Supplied passage:
# How do you feed crickets/locusts vegetables?



## superharber (Jan 1, 2012)

stupid as it may sound, i havent quite worked this out? i thought i would by crickets/locusts as and when i need them? but i cant figure out how i feed them calcium and vegetables etc?


----------



## Daemia (Feb 22, 2012)

i feed mine with a sling shot

on a more serious note, i havent actualy tried feeding my crickets i just dust them

but i have fed mealworms, i just chuck carrot in and they go nuts for it


----------



## ..:: F1D0 ::.. (May 13, 2009)

Gutloading your feeders is a must - think of it as a "you are what you eat" you feed the feeders and care for them just as much as your Lizard and you will have a healthy lizard as what is fed to them, will be fed to your lizard.

I have a faunarium which i put my hoppers into and then i put food in there with them to eat mainly good and high quality veg - i then dust when it comes to feeding the feeders.

People think im mad for treating my feeders as pets - but caring for them in this way will vastly benefit your lizard.


----------



## superharber (Jan 1, 2012)

do u dust them with nutrabol? would that be the same for locusts?


----------



## heatherjhenshaw (Jan 30, 2010)

I put mine into a RUB with mesh in the top for ventilation, that way I can throw food in in the same way as I do with mealies & roaches,

The upside is they are then gut loaded 

The downside however is that I then have to catch the little :censor: again to feed them to the lizards :bash:, which is a nightmare


----------



## superharber (Jan 1, 2012)

was wondering what type of container to keep the crickets/locusts in? so they dont escape etc. cant you gut load them in the container they come in?


----------



## heatherjhenshaw (Jan 30, 2010)

superharber said:


> was wondering what type of container to keep the crickets/locusts in? so they dont escape etc. cant you gut load them in the container they come in?


Not without having them hopping all over your carpet, I've tried :bash:, I use a large faunarium for the locusts and a rub with a mesh vent in for the crickets


----------



## Kuja (Dec 14, 2011)

just a case of giving them food isn't it? all i do is either(if i bought in bulk) put veg into their rub thingy, or i just put it in the tub before they get eaten the next day.

but yeah you got to gut load them, be like you eating a starved pig or something not worth the time chewing 

and i manage to do it in their container, but at the same time you do end up picking them up off the floor lmao


----------



## ..:: F1D0 ::.. (May 13, 2009)

Stored rows:
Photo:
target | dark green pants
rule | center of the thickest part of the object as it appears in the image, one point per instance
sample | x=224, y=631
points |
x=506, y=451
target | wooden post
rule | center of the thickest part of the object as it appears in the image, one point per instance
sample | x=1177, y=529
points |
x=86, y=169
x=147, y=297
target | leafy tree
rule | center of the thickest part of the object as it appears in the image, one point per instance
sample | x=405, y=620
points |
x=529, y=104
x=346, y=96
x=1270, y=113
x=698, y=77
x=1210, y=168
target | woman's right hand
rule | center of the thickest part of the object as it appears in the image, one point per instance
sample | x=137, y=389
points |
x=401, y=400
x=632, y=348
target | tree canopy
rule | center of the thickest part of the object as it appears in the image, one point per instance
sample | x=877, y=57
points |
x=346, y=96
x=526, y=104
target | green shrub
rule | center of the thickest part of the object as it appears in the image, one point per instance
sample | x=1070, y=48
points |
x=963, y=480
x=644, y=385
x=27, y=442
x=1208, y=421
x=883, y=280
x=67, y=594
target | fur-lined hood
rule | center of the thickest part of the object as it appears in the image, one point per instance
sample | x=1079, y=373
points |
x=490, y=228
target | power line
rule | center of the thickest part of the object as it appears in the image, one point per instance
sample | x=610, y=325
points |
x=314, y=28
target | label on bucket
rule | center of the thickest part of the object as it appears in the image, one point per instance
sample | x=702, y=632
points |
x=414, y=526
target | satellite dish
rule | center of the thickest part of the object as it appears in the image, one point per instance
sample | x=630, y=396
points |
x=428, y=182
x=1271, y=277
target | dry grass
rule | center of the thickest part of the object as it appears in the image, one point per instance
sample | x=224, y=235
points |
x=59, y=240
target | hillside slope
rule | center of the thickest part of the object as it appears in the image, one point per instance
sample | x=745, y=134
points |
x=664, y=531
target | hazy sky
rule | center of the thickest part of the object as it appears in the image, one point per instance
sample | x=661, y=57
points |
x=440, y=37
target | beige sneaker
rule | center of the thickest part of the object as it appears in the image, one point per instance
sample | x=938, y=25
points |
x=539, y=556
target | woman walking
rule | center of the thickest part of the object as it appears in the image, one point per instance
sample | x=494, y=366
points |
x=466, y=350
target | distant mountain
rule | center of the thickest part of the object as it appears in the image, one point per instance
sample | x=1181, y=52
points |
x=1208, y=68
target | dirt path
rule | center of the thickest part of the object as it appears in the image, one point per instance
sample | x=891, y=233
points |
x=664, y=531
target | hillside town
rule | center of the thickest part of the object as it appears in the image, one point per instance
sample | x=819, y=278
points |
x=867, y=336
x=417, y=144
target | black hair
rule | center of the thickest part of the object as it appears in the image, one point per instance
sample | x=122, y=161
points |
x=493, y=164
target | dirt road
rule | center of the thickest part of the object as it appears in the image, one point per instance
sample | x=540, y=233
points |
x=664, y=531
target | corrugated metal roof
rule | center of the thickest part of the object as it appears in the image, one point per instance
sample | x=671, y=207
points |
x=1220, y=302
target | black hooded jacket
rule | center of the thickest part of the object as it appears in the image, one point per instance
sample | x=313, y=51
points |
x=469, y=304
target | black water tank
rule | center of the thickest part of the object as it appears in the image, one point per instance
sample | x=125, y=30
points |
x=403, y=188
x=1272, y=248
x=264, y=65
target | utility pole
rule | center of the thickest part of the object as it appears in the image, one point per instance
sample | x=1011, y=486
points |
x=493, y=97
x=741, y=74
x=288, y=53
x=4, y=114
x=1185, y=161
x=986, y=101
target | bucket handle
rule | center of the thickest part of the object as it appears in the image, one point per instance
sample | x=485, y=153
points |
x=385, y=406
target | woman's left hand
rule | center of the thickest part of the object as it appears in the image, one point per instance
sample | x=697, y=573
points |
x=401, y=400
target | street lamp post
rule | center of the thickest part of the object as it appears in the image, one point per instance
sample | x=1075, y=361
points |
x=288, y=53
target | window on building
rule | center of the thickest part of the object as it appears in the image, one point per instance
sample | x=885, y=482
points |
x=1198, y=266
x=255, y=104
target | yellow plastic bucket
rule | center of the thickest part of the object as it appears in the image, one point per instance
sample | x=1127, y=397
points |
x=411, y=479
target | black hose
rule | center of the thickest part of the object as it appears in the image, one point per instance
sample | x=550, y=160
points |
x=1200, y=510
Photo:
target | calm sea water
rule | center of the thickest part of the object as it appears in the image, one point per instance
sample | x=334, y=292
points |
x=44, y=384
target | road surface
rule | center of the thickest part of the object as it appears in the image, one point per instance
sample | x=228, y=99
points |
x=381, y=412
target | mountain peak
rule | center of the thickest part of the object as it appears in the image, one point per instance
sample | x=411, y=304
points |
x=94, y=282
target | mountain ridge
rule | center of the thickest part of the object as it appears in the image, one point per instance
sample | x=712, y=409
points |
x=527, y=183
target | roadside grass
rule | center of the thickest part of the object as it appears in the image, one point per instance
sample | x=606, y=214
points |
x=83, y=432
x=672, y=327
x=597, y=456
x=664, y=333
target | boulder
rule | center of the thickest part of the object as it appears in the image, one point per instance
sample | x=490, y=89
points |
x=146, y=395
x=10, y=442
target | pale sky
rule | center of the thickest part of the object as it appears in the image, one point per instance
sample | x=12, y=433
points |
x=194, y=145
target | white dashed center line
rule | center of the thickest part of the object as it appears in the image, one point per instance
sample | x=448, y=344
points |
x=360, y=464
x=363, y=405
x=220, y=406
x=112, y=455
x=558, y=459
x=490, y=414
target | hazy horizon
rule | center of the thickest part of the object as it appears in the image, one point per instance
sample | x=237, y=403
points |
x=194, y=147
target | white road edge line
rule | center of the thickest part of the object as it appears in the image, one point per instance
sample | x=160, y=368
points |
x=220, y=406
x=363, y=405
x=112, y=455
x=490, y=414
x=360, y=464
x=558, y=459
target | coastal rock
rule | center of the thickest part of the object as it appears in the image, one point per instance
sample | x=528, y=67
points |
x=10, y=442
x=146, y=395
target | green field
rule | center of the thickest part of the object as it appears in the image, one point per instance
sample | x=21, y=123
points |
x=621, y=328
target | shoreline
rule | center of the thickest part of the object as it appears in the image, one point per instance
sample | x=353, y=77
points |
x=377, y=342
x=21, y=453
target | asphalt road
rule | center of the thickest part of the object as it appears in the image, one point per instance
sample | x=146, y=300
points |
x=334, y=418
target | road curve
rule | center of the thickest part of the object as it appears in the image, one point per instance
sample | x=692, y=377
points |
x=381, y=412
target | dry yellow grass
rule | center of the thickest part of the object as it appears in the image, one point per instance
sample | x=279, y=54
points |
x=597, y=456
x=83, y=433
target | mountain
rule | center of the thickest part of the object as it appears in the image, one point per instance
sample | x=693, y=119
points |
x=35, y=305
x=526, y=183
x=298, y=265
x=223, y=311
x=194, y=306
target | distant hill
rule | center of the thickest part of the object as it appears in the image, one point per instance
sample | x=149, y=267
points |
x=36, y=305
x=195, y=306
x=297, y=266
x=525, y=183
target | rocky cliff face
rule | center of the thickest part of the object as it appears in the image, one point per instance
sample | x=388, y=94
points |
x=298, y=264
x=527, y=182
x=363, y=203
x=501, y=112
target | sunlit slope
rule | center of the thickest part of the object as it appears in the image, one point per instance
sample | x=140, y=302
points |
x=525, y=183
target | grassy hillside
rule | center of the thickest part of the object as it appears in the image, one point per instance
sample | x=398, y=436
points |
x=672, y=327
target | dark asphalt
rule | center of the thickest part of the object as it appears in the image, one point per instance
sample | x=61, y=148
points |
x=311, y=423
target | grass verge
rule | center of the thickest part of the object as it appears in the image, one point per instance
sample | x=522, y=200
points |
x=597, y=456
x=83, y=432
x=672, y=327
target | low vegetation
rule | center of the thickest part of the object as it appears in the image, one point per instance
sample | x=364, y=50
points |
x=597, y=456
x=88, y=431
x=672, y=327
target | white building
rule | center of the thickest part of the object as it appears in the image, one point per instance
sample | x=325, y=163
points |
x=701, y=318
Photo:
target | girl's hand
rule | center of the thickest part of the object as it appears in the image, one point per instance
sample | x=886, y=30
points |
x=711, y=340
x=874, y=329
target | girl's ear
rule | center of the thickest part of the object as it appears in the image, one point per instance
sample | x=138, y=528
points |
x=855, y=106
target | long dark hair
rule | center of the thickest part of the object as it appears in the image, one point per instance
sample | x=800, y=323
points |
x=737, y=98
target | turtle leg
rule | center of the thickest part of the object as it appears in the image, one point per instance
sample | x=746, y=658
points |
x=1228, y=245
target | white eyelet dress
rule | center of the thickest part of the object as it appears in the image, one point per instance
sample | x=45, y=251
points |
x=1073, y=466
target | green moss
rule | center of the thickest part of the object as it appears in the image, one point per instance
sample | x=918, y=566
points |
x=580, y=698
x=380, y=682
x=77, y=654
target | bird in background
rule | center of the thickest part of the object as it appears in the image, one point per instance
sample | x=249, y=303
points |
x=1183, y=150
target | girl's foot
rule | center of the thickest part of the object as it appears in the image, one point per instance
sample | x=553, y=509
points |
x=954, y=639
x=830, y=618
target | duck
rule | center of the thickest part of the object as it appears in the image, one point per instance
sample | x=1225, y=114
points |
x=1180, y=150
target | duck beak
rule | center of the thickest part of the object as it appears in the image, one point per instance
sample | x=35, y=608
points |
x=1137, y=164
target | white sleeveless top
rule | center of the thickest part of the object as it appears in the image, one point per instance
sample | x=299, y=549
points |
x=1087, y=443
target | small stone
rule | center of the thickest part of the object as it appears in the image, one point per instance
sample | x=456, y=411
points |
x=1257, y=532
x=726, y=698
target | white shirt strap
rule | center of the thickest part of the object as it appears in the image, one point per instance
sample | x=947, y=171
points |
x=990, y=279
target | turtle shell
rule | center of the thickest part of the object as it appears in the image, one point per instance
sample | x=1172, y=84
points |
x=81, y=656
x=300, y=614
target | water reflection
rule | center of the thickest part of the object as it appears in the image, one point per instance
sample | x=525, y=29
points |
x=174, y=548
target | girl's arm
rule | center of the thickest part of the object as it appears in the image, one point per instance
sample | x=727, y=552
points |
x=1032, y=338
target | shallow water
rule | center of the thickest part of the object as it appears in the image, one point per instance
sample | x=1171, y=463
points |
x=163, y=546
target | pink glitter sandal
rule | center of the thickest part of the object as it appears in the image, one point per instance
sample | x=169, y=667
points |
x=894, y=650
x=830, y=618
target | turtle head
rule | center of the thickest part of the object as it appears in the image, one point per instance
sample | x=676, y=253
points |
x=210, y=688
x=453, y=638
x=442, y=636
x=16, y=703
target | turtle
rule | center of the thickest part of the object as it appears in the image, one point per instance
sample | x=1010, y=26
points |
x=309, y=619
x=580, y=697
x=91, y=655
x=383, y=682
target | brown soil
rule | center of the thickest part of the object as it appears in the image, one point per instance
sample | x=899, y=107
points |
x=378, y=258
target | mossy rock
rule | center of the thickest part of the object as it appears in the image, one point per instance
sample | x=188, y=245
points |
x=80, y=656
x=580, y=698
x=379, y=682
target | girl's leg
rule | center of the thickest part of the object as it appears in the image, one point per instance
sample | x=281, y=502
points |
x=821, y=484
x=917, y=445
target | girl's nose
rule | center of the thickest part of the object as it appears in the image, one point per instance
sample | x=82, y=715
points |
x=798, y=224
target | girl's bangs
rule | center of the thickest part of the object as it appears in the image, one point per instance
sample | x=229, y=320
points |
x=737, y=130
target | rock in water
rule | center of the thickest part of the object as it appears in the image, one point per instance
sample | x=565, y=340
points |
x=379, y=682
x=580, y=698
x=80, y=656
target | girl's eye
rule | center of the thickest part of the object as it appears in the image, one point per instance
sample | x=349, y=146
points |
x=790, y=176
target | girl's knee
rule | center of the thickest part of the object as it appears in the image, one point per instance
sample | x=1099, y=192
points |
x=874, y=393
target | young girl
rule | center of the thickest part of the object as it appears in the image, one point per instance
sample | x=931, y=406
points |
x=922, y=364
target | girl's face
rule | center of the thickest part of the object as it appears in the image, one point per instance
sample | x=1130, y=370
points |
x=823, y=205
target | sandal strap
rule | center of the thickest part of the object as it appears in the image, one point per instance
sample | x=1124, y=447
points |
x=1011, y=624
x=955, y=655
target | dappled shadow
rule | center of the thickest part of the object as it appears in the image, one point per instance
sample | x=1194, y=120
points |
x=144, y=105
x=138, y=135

Written instruction:
Go on with the forum thread about feeding crickets and locusts, picking up after its final line. The rows have nothing to do with the forum thread about feeding crickets and locusts.

Answer to the task:
superharber said:


> was wondering what type of container to keep the crickets/locusts in? so they dont escape etc. cant you gut load them in the container they come in?


Not really - you want to remove them from there small tubs as soon as possible - whilst they are with you (befor fed to chosen lizard) you are going to want to give them the best quality of life as possible by giving them ample room/food/water - you can pick a faunarium up for a few quid or even a RUB - this way, they will last longer too.


----------



## superharber (Jan 1, 2012)

aaaahhhh i dont know what to do..... the faunariums im looking at look like they got gaps where the crickets/locusts could escape?


----------



## SheffRik (Feb 16, 2012)

they make little cricket keepers, should suit you just fine

a few companies do them, Exo Terra being one.

they have little tubes so you can load the crickets into your lizard's tank easily and an openable window on the top for dropping in food every week or so


----------



## Dan Trafford (Mar 10, 2011)

SheffRik said:


> they make little cricket keepers, should suit you just fine
> 
> a few companies do them, Exo Terra being one.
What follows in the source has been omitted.